> _Text extract_
........

Licences granted 1997-99

  25. In the course of questioning the Foreign Secretary and in subsequent written questions and answers, we have sought to gain a clearer idea of the Government's policy over the past two years on arms exports to Indonesia. In 1999 the Government told us in writing that applications had been considered against the background of its poor human rights record under then President Suharto and the illegal occupation of East Timor, but also the judgement that it had legitimate defence and domestic security interests. These considerations had led to the refusal of applications for items where there was judged to be a clearly identifiable risk that they might be used for internal repression. Conversely, goods such as naval equipment, body armour and machine gun spares had been allowed to be exported, in the absence of such a risk.[39] In November 1999, in response to our written queries, the Government repeated that all applications had been judged on a case by case basis against the criteria, and noted that many of the licences approved had been spares for equipment previously exported. It described military goods licensed as primarily "naval and air defence spares".[40]

26. We obtained from the Government a detailed list of all licences granted for Indonesia since May 1997, up to the embargo imposed in September 1999. We also have detailed information on the refusals of licences as recorded in the two Annual Reports. As the Foreign Secretary noted, licences were refused for goods such as armoured vehicles and sniper rifles which had been licensed under the previous administration.[41] Our analysis of the licences granted confirms that the majority were indeed in connection with equipment already supplied. The Foreign Secretary's emphasis on Indonesia's legitimate right to self -defence may explain the licensing of some arms which might otherwise have fallen foul of the criterion relating to regional conflict. There were also one or two individual licences for relatively expensive goods which must have been examined under the criterion on economic development, given the increasingly parlous nature of Indonesia's economy at the time. One licence for an aircraft simulator in particular accounted for a substantial whack of the total licensed for the year; it does not however figure on the list provided by the Secretary of State for International Development of licences to which her department raised objections.[42]

27. TAPOL was "extremely concerned that Britain continues to upgrade the military capability of the Indonesian armed forces when they are being universally condemned for their brutality in East Timor..." and claimed that it was clear from the lists that the "Government is engaged in a policy of upgrading Indonesia's military capability".[43] In at least one case our inquiries suggest that the item licensed may indeed have constituted an upgrading of existing equipment. In another case however a licence was given on the explicit condition that the goods would not enhance the equipment beyond that originally supplied. The Foreign Secretary's responses to our questions suggest that there was no explicit policy either favouring or rejecting upgrading or enhancement of existing equipment.[44] The Government's July 1997 criteria on arms sales are silent on this point, as they are on the whole vexed question of follow-on equipment. Subsequent to our consideration of this issue in the context of Indonesia, there has been controversy over the question of the supply of spare parts for Hawk aircraft in Zimbabwe, as we set out below (para 39). In the course of our visit to Sweden we heard of a similar controversy there, which had been to some extent resolved by the establishment of guidelines on what constituted follow-on equipment. The Government should now draw up and publish guidelines governing the extent to which the UK feels bound to license spares for existing UK-supplied equipment.

........

(Entries from a dataset)
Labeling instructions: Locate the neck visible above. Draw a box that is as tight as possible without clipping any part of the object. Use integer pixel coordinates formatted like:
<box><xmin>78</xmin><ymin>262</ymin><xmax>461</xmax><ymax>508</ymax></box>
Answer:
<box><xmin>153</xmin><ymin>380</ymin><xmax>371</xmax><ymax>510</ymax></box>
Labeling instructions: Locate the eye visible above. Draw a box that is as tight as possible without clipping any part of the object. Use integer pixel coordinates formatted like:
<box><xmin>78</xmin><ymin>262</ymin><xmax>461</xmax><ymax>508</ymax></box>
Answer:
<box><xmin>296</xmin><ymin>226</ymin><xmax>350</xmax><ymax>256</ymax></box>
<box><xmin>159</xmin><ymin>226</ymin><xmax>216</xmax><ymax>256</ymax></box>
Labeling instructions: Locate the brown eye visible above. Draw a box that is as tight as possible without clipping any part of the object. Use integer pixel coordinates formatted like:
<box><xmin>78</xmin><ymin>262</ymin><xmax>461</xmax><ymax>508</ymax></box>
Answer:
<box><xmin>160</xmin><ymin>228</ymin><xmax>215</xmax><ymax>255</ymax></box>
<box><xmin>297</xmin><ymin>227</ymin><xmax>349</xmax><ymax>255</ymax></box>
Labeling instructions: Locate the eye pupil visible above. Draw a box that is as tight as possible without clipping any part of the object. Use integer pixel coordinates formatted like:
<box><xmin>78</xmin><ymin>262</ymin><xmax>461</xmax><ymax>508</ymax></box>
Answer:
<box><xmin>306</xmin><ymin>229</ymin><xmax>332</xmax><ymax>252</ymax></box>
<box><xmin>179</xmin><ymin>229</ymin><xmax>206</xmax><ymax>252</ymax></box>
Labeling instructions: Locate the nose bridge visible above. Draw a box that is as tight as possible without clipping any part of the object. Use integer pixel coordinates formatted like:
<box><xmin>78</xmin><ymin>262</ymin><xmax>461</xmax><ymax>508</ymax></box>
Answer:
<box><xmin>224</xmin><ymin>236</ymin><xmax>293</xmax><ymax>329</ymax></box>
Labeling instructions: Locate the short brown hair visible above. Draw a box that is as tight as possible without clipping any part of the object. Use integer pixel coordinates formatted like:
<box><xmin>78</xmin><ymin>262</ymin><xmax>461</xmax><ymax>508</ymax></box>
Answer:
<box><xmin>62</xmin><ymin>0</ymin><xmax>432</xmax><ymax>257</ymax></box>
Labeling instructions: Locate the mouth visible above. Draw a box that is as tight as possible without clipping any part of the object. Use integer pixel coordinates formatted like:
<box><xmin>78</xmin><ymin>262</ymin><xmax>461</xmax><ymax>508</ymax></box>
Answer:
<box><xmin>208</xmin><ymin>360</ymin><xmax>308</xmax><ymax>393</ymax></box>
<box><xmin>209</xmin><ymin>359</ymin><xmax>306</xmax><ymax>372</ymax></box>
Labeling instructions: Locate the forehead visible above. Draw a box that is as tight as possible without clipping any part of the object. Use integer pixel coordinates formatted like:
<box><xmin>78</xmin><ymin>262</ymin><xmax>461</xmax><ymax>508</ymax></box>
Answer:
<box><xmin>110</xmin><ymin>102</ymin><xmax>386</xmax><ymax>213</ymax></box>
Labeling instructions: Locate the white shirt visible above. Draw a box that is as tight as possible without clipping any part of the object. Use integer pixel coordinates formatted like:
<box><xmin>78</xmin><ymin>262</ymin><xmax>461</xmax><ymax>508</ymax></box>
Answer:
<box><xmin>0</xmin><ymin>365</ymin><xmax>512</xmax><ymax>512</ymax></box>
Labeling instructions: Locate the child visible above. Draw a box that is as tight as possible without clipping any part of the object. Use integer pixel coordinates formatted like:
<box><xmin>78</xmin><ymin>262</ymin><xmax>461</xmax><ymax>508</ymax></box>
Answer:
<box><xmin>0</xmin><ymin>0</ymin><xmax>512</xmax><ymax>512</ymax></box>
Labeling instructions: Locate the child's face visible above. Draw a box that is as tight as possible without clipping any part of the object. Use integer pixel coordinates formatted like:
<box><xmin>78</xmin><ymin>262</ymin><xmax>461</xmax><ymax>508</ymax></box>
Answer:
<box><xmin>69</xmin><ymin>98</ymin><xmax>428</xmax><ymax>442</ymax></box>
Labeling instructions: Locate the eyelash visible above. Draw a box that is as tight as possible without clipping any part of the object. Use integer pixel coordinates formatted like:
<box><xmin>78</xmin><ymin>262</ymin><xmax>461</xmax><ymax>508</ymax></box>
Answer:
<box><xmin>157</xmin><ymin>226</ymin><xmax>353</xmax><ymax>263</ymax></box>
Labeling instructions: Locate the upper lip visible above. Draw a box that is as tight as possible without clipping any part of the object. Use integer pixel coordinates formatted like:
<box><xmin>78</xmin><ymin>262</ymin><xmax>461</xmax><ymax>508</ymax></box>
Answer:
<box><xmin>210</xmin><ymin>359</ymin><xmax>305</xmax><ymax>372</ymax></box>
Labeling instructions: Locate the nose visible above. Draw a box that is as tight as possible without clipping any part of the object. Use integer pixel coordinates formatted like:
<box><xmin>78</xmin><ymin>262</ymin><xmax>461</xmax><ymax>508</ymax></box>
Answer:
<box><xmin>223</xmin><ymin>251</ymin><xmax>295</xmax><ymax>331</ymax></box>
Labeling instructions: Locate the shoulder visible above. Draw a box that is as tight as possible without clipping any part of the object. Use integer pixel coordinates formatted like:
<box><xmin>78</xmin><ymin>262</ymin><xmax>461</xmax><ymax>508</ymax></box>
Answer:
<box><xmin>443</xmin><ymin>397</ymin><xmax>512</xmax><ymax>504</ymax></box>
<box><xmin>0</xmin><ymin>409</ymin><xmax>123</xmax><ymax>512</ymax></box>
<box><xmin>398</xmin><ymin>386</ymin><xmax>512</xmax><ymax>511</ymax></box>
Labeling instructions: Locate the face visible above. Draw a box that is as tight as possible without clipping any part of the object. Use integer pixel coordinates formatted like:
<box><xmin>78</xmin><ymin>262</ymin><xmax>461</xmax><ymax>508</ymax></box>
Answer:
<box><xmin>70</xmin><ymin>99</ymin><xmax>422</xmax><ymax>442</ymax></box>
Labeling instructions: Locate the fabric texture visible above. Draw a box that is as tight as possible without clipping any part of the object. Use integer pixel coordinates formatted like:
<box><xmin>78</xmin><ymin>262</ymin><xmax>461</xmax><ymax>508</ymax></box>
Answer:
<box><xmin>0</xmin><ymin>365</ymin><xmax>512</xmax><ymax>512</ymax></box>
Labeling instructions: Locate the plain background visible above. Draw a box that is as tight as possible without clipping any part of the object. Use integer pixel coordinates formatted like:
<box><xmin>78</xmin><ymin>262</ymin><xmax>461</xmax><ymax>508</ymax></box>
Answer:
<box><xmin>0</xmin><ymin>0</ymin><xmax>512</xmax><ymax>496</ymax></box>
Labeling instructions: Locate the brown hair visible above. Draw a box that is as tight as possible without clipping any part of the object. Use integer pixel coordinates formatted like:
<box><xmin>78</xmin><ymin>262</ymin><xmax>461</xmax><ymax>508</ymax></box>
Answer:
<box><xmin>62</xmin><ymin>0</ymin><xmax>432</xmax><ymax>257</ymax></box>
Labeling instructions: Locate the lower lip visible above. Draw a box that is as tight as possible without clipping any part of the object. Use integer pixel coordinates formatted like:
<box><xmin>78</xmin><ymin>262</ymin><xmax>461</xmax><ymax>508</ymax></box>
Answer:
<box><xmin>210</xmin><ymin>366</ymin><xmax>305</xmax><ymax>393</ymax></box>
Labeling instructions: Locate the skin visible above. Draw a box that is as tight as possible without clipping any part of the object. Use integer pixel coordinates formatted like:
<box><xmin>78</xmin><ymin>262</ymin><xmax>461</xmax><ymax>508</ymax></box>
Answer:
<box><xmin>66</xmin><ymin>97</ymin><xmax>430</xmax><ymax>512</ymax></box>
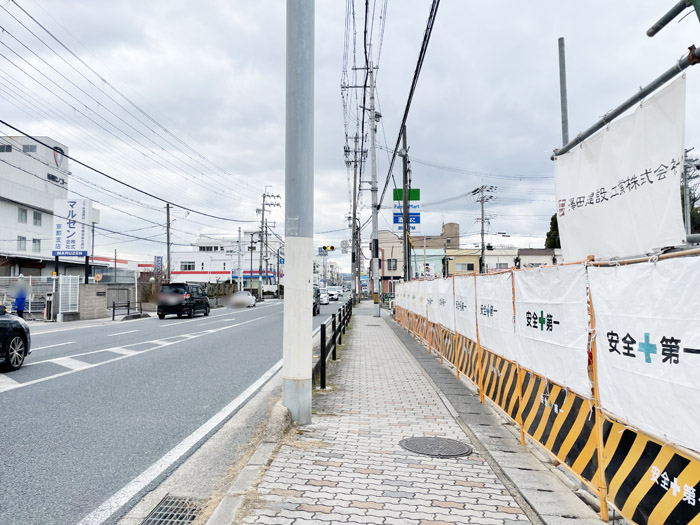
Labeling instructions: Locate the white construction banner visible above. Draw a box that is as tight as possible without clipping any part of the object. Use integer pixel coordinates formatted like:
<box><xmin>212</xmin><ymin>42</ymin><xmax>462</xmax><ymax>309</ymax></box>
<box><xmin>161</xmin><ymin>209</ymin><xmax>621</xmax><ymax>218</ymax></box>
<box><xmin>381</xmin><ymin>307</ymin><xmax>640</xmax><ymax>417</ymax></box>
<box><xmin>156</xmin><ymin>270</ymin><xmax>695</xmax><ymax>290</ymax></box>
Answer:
<box><xmin>554</xmin><ymin>76</ymin><xmax>686</xmax><ymax>262</ymax></box>
<box><xmin>588</xmin><ymin>257</ymin><xmax>700</xmax><ymax>452</ymax></box>
<box><xmin>476</xmin><ymin>272</ymin><xmax>516</xmax><ymax>361</ymax></box>
<box><xmin>421</xmin><ymin>279</ymin><xmax>440</xmax><ymax>323</ymax></box>
<box><xmin>455</xmin><ymin>275</ymin><xmax>476</xmax><ymax>342</ymax></box>
<box><xmin>437</xmin><ymin>279</ymin><xmax>455</xmax><ymax>332</ymax></box>
<box><xmin>513</xmin><ymin>264</ymin><xmax>591</xmax><ymax>397</ymax></box>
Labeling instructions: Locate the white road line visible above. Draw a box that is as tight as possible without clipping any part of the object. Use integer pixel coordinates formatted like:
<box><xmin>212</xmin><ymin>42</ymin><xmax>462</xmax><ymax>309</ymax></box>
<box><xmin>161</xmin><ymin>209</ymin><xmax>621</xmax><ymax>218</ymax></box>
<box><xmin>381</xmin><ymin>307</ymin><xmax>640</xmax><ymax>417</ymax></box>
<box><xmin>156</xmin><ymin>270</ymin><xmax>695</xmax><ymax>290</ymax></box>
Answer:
<box><xmin>78</xmin><ymin>360</ymin><xmax>282</xmax><ymax>525</ymax></box>
<box><xmin>197</xmin><ymin>317</ymin><xmax>236</xmax><ymax>326</ymax></box>
<box><xmin>52</xmin><ymin>357</ymin><xmax>90</xmax><ymax>370</ymax></box>
<box><xmin>0</xmin><ymin>313</ymin><xmax>277</xmax><ymax>393</ymax></box>
<box><xmin>0</xmin><ymin>374</ymin><xmax>21</xmax><ymax>390</ymax></box>
<box><xmin>32</xmin><ymin>342</ymin><xmax>75</xmax><ymax>352</ymax></box>
<box><xmin>107</xmin><ymin>330</ymin><xmax>138</xmax><ymax>337</ymax></box>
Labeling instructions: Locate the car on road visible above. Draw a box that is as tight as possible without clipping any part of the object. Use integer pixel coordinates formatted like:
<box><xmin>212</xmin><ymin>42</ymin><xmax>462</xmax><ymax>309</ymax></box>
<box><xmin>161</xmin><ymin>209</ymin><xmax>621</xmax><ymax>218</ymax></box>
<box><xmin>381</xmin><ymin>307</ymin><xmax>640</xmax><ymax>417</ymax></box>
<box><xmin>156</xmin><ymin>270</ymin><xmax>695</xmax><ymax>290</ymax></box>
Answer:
<box><xmin>318</xmin><ymin>288</ymin><xmax>330</xmax><ymax>304</ymax></box>
<box><xmin>157</xmin><ymin>283</ymin><xmax>211</xmax><ymax>319</ymax></box>
<box><xmin>0</xmin><ymin>305</ymin><xmax>32</xmax><ymax>370</ymax></box>
<box><xmin>313</xmin><ymin>286</ymin><xmax>321</xmax><ymax>315</ymax></box>
<box><xmin>231</xmin><ymin>290</ymin><xmax>255</xmax><ymax>308</ymax></box>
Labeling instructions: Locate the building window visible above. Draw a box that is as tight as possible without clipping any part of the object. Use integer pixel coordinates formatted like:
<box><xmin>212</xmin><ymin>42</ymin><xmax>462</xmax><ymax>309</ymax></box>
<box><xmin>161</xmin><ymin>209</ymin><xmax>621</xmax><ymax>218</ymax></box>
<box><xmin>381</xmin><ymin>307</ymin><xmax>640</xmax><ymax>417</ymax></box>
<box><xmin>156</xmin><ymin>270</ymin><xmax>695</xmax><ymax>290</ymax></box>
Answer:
<box><xmin>455</xmin><ymin>263</ymin><xmax>474</xmax><ymax>272</ymax></box>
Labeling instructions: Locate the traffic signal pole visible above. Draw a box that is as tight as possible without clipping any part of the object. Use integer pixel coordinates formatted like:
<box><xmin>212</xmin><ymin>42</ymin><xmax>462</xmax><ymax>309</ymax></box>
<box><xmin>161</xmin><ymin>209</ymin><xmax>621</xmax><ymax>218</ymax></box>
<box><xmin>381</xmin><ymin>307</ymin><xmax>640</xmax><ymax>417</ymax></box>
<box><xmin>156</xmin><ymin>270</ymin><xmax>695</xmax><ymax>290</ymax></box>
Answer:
<box><xmin>282</xmin><ymin>0</ymin><xmax>315</xmax><ymax>425</ymax></box>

........

> _Instruction_
Write the next part of the report on arms exports to Indonesia, picking up after its final sentence. The entries are separate material and have no connection to the report on arms exports to Indonesia.

> _Response for this exercise_
28. It would appear that the UK criteria did not and do not rule out the licensing of arms sales to a regime which may be objectionable on the grounds of its human rights record, so long as there is no clearly identifiable risk that they will be used for internal repression. Paragraph 4 (a) of the UK criteria states that the government will "take into account respect for human rights and fundamental freedoms in the recipient country" and Criterion 2 of the EU code states that Member States will "exercise special caution and vigilance in issuing licences...to countries where serious violations of human rights have been established...". These provisions seem to fall some way short of a system whereby a licence can be refused simply because of pervasive abuse of human rights in the country to which arms are to be exported. Short of a multilateral or unilateral embargo, a refusal of a licence on pure "foreign policy" grounds would have to depend on the very broad provisions of Criterion 3 which demands that full weight be given to the UK's national interests. We note the assurance from the Foreign Secretary in evidence to us that he would look at any practical and realistic suggestions for revision of the criteria with an open mind.[45] We would welcome reassurance that Ministers are confident that the new national criteria on arms sales and the EU Code of Conduct do not prevent the exercise of their discretion, without fear of judicial review, to refuse licences on broad grounds of public policy, not explicitly covered by the criteria.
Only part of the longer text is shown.